> Referring expression data:
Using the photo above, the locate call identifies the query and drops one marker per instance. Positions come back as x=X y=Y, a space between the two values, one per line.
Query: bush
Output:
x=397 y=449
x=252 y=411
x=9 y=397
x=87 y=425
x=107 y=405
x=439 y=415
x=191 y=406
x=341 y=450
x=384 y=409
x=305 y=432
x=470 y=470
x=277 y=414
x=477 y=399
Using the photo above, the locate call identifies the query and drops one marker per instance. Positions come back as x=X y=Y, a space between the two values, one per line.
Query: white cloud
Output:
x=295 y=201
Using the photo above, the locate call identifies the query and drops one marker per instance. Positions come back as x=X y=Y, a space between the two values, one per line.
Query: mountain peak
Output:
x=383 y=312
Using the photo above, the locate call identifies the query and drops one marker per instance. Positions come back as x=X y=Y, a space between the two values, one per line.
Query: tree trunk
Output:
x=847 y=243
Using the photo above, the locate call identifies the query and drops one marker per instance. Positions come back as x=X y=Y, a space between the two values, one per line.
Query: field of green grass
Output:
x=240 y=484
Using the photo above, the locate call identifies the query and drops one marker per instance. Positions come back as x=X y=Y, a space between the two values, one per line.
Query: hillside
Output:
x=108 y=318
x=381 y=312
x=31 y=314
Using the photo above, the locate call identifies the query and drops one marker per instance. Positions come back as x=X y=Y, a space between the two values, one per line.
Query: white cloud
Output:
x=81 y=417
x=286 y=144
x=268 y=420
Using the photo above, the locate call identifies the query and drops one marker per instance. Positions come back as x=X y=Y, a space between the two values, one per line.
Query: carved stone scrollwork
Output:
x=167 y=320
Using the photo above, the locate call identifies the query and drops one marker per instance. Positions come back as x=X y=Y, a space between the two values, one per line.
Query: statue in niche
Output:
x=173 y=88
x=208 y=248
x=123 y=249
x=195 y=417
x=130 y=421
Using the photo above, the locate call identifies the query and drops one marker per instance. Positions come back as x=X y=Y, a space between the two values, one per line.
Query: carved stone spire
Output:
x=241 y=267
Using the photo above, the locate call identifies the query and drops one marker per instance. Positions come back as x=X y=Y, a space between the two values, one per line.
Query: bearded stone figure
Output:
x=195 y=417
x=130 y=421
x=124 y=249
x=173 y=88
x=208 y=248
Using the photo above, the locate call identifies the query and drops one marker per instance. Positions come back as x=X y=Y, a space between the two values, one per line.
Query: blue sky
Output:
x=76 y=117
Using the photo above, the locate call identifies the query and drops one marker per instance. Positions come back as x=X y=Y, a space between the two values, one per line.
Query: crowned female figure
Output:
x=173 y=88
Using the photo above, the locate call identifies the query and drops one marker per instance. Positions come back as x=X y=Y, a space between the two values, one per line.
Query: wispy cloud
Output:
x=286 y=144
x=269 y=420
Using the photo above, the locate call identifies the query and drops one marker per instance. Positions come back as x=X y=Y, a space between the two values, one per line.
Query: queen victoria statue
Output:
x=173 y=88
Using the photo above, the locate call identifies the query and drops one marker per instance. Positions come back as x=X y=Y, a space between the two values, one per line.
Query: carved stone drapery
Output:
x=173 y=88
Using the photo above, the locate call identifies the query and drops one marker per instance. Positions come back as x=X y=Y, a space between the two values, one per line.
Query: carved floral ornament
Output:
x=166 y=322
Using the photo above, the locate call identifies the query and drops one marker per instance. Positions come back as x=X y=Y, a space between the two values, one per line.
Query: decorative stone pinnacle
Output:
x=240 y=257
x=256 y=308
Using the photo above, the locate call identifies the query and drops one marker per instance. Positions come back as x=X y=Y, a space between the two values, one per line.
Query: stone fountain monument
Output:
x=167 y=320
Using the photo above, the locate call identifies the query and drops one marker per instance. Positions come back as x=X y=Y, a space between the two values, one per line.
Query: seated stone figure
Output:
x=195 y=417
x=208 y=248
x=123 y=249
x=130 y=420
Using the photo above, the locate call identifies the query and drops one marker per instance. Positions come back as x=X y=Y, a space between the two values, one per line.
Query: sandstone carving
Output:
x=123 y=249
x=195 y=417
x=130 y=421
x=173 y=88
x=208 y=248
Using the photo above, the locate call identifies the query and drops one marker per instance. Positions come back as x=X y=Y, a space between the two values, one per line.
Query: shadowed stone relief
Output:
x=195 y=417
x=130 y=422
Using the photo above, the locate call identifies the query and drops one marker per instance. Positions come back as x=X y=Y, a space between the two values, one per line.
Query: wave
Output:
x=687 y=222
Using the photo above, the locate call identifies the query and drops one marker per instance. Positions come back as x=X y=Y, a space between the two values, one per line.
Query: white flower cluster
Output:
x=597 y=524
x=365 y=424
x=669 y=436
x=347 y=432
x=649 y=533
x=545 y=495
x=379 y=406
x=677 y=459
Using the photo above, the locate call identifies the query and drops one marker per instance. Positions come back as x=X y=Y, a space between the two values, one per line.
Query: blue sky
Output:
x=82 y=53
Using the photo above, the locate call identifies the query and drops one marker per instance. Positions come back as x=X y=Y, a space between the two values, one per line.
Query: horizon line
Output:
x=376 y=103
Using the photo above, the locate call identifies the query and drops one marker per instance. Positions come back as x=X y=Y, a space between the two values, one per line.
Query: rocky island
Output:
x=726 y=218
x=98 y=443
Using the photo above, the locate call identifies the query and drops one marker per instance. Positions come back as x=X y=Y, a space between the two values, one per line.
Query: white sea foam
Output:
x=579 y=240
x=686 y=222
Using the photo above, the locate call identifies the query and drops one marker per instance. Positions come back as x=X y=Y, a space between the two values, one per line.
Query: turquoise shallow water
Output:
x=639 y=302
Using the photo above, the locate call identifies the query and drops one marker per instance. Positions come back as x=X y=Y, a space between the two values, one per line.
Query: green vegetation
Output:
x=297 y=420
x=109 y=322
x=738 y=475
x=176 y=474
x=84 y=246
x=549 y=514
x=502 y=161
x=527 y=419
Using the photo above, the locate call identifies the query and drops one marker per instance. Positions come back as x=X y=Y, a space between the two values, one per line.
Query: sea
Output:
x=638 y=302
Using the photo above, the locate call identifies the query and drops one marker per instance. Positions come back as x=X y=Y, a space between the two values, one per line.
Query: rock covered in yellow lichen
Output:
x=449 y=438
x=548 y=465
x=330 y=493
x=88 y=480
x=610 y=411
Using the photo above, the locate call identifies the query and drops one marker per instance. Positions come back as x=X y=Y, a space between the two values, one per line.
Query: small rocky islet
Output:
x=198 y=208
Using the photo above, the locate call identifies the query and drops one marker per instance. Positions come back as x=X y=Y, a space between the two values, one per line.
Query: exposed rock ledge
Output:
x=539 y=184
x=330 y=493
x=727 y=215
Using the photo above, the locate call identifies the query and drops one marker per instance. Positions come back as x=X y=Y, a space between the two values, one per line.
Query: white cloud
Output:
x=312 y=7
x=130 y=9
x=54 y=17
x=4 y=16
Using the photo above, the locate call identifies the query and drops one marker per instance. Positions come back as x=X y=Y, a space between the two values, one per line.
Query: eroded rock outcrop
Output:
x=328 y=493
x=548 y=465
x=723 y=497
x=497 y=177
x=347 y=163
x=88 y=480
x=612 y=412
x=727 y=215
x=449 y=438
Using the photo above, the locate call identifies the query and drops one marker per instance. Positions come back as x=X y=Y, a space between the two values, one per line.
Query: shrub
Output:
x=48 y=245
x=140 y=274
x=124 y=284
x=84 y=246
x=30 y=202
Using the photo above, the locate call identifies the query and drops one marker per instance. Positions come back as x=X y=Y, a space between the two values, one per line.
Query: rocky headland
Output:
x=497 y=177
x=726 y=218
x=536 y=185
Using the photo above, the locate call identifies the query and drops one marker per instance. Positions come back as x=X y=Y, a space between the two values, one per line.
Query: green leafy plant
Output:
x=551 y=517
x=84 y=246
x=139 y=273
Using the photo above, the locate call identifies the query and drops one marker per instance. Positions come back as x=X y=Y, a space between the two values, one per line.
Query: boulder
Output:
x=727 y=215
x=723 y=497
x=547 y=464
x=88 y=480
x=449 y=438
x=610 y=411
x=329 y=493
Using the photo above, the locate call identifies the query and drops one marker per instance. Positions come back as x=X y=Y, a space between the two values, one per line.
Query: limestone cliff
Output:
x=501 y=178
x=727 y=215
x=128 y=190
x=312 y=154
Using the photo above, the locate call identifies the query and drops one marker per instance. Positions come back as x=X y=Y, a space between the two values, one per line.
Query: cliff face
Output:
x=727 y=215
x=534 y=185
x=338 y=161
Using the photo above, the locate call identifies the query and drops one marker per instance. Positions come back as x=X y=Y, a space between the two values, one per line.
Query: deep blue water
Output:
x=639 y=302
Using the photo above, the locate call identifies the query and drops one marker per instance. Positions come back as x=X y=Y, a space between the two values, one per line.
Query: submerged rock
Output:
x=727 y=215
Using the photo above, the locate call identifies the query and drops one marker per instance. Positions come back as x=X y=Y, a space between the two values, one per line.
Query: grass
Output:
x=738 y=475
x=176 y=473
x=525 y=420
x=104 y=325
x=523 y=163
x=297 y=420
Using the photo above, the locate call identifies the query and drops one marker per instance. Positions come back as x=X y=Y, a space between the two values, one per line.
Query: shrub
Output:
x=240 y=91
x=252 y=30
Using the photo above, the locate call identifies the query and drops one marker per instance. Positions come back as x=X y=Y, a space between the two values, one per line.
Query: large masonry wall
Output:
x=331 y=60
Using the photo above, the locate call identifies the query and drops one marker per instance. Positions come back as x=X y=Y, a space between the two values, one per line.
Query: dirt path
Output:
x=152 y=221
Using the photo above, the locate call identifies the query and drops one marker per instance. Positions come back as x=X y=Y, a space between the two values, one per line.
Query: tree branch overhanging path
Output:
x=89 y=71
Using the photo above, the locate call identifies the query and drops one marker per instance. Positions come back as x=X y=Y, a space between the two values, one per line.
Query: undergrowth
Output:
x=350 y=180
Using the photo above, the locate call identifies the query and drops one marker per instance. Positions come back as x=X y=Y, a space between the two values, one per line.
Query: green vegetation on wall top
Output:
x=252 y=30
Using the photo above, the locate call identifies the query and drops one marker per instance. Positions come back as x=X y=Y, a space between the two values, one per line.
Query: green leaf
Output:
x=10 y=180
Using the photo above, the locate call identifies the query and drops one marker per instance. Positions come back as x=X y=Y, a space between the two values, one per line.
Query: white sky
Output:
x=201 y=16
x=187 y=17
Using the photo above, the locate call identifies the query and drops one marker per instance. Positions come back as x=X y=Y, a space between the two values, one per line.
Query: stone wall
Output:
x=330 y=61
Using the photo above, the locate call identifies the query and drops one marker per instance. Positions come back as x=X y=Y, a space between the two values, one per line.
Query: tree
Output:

> REQUIRED ACTION:
Which lines above include the word "green"? Pick them out and copy them.

> OUTPUT:
Query: field of green grass
Query: green vegetation
Query: green leafy plant
Query: green vegetation on wall top
Query: green leaf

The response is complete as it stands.